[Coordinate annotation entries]
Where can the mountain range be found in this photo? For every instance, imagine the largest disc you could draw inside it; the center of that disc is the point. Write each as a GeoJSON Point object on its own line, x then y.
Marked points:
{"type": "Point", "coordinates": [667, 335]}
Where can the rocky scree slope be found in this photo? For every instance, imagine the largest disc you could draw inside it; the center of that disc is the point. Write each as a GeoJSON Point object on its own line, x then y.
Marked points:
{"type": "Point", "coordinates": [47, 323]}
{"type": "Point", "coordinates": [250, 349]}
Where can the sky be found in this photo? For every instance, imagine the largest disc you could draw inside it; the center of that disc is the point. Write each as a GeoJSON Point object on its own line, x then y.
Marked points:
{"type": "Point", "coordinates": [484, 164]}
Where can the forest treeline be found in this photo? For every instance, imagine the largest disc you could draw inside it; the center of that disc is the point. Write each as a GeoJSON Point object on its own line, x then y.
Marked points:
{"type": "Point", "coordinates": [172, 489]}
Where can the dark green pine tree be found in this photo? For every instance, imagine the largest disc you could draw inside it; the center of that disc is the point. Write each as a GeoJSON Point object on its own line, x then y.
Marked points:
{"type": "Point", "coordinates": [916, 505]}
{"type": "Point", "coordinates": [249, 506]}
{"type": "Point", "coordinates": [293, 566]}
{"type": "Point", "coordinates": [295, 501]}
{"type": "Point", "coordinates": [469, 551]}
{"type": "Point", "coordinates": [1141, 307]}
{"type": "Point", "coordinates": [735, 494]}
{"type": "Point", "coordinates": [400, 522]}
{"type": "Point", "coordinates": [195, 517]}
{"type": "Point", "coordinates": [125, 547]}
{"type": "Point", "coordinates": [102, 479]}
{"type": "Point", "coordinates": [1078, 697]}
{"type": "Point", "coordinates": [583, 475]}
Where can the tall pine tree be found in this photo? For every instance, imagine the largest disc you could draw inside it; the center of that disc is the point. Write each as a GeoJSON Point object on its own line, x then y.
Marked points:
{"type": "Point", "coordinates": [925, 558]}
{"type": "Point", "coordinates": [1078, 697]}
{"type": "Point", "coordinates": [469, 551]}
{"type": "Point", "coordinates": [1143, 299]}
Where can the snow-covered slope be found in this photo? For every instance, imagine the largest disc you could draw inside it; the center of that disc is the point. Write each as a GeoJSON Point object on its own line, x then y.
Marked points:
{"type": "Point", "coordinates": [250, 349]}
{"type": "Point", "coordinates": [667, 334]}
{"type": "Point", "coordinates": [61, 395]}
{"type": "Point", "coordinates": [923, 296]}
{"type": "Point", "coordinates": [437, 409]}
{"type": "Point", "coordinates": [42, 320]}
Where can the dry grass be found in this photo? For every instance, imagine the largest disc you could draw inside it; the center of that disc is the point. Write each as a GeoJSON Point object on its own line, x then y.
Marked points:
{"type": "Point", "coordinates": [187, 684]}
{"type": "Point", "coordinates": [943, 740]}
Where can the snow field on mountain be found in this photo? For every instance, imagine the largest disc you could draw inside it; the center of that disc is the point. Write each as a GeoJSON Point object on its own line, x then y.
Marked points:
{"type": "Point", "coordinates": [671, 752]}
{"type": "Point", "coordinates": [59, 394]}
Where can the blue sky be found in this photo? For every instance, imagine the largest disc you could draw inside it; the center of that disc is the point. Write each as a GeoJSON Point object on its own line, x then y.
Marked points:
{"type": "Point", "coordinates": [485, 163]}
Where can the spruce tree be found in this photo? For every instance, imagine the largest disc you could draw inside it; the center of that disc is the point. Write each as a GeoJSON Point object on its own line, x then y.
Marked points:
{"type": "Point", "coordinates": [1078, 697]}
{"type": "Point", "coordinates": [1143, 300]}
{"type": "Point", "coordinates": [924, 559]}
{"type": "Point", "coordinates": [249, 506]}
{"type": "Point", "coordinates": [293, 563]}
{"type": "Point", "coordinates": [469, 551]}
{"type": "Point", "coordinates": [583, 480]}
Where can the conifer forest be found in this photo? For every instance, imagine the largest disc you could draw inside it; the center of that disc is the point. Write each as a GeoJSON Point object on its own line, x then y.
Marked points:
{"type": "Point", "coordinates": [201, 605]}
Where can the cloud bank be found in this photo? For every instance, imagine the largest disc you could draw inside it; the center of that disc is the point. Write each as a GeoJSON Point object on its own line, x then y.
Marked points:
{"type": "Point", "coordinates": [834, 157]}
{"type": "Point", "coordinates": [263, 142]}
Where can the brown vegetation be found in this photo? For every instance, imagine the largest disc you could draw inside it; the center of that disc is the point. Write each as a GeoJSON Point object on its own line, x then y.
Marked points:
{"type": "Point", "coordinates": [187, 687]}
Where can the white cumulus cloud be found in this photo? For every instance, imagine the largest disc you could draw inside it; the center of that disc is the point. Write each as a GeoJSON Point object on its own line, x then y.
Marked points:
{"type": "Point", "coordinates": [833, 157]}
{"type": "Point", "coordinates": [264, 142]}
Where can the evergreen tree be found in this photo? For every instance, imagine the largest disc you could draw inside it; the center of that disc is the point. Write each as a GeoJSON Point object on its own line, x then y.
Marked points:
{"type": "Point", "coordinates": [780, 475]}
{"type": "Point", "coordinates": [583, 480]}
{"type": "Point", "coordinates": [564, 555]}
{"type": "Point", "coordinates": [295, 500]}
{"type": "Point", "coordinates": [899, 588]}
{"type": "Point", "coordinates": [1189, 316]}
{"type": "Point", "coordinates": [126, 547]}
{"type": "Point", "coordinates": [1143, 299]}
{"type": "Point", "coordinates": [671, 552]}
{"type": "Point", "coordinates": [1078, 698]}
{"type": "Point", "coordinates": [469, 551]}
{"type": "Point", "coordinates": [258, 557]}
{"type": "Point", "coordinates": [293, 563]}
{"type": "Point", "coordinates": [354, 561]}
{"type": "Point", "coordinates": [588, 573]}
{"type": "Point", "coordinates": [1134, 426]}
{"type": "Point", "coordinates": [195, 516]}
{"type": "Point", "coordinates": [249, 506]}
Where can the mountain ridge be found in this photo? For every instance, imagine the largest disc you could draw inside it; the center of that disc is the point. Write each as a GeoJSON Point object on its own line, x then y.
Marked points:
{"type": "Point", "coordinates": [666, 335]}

...

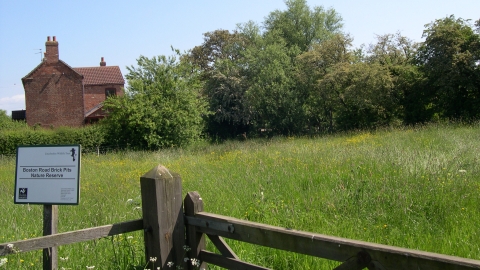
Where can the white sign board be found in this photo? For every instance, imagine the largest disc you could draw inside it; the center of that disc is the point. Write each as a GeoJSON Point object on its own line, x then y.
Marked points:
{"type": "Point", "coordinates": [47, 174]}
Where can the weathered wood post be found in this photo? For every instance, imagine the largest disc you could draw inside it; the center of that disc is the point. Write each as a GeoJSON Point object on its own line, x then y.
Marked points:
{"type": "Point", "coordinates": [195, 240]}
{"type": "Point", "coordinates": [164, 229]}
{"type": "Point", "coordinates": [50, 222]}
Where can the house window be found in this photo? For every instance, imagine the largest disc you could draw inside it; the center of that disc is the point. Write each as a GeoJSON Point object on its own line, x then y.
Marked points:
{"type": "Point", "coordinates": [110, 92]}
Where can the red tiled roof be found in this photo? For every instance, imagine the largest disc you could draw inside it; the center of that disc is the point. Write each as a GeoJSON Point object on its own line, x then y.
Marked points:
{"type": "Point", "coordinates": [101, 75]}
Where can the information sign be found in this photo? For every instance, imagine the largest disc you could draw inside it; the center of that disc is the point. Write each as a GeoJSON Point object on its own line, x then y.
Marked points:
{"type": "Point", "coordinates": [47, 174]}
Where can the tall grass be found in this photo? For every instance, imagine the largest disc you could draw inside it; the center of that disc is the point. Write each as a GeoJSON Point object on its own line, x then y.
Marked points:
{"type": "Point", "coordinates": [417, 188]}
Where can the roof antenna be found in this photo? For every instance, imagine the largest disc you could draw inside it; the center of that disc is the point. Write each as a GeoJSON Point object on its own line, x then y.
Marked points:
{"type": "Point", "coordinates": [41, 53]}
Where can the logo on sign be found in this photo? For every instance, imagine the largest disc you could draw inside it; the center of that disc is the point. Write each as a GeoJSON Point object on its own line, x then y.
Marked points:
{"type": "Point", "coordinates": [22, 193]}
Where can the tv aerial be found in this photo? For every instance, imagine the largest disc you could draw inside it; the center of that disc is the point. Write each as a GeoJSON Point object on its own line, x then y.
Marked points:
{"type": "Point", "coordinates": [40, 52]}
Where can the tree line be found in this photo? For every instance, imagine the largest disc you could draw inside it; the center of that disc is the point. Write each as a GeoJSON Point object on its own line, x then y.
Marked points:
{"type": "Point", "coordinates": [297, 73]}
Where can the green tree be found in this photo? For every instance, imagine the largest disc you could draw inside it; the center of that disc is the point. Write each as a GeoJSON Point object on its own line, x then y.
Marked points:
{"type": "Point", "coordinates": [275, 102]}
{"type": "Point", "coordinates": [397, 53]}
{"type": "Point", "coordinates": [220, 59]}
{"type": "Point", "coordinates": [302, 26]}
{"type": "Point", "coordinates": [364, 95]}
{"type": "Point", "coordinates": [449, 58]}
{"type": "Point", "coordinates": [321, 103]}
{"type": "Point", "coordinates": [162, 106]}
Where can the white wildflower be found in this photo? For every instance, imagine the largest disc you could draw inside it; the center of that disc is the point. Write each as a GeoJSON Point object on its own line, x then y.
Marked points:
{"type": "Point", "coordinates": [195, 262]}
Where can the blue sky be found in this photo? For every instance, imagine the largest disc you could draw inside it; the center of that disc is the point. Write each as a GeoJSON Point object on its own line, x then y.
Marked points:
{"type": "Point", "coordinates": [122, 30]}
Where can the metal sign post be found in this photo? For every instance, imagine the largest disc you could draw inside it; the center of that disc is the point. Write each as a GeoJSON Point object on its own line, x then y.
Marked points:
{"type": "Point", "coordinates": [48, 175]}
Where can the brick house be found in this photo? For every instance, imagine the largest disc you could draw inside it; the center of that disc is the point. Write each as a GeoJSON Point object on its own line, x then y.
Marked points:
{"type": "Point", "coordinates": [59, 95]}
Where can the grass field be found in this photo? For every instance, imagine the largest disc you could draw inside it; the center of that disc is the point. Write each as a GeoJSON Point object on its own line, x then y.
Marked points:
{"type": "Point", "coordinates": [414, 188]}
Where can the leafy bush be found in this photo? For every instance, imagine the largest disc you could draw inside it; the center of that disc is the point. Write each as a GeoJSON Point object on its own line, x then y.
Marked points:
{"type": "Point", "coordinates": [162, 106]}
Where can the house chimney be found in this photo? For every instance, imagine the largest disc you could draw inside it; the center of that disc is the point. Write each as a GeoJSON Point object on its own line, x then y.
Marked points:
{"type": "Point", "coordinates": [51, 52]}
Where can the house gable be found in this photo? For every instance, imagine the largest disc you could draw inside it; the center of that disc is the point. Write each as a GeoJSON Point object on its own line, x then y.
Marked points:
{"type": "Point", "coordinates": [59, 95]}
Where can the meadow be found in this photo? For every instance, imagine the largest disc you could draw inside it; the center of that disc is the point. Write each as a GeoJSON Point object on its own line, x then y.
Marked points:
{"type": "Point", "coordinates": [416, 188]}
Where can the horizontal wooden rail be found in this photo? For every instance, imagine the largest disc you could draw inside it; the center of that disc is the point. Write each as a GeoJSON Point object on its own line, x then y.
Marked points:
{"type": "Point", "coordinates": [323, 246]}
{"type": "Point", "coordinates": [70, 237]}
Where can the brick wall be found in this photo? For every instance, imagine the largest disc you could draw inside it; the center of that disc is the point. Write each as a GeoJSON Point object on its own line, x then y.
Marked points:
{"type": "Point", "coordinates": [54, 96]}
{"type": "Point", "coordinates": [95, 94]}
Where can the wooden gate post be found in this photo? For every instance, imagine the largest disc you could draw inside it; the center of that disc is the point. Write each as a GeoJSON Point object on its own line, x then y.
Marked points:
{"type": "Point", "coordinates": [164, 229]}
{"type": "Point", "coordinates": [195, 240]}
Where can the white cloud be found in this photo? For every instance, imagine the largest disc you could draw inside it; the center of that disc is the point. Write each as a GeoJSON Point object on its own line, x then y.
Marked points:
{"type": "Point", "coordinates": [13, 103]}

* **Problem**: Gather each line of the data above that contains the word "grass" and copy those lines out in their original order.

* **Exercise solution**:
Where can the dry grass be found in this photo? For every instance, imagine the largest disc you could draw inside it; the center of that disc is the point. Write each as a GeoJSON Point object on its own line, x then y.
Where can the tall grass be found in this photo? For every instance, imagine the largest disc you could draw inside it; the center of that disc is the point. Write each as a GeoJSON Point object on its own line, x then y.
Where can the grass field be found in this photo? For every instance, imagine the largest disc you could draw inside it; the center of that disc is the point. Write each as a GeoJSON Point object on its own line, x then y.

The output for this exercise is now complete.